▶ _Data provided_

-- Start --

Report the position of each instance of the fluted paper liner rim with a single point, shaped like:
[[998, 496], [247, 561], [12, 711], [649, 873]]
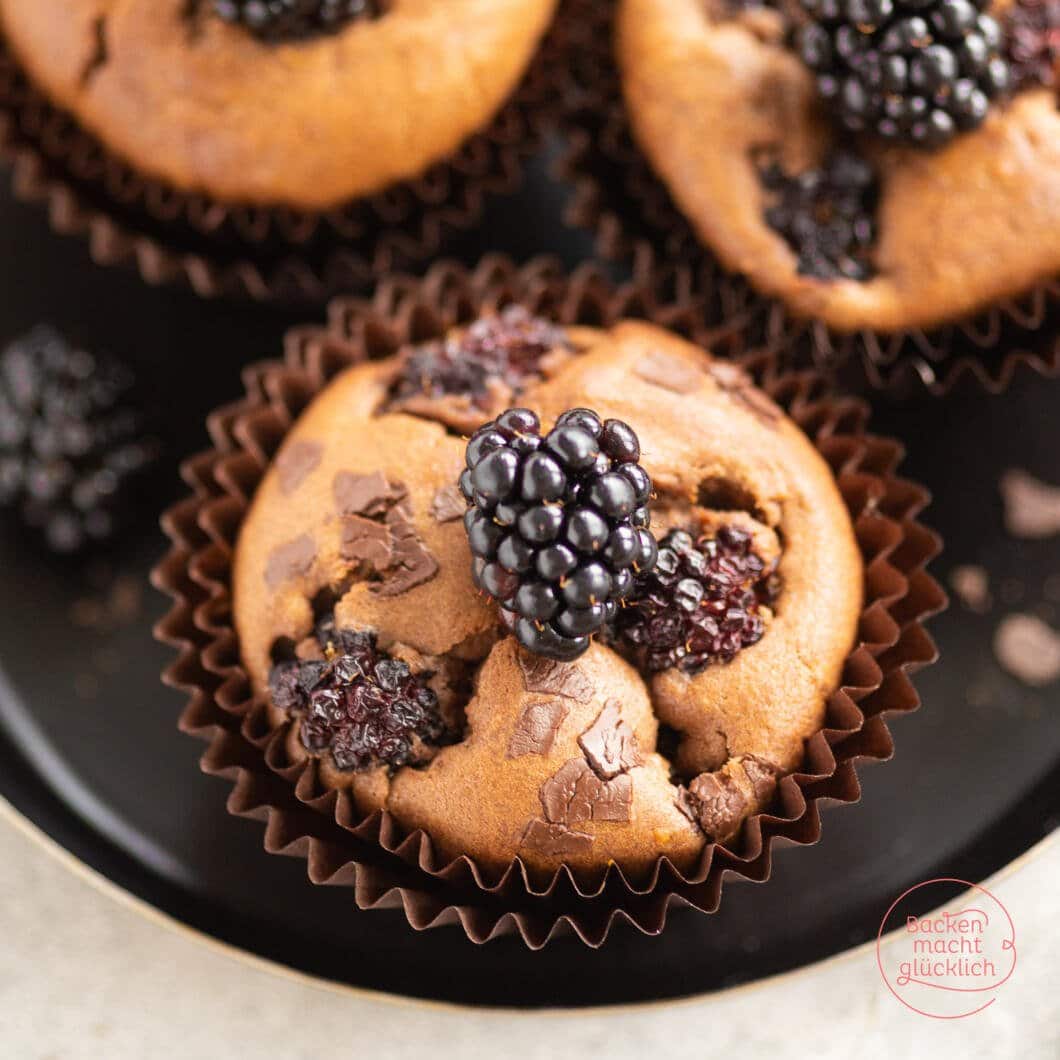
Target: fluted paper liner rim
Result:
[[618, 197], [266, 253], [202, 529]]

-- End --

▶ _Aim_
Switch each "fluted paper liner rim" in the lines above to "cupcake liner edge" and write the lines out again with nothing else changed. Leave the pictures out.

▶ _Answer_
Report the position of each instance of the cupcake liner edge with a single point, shaped like:
[[998, 496], [247, 561], [12, 711], [649, 873]]
Target: cupcake liner edge
Result:
[[618, 197], [266, 253], [202, 529]]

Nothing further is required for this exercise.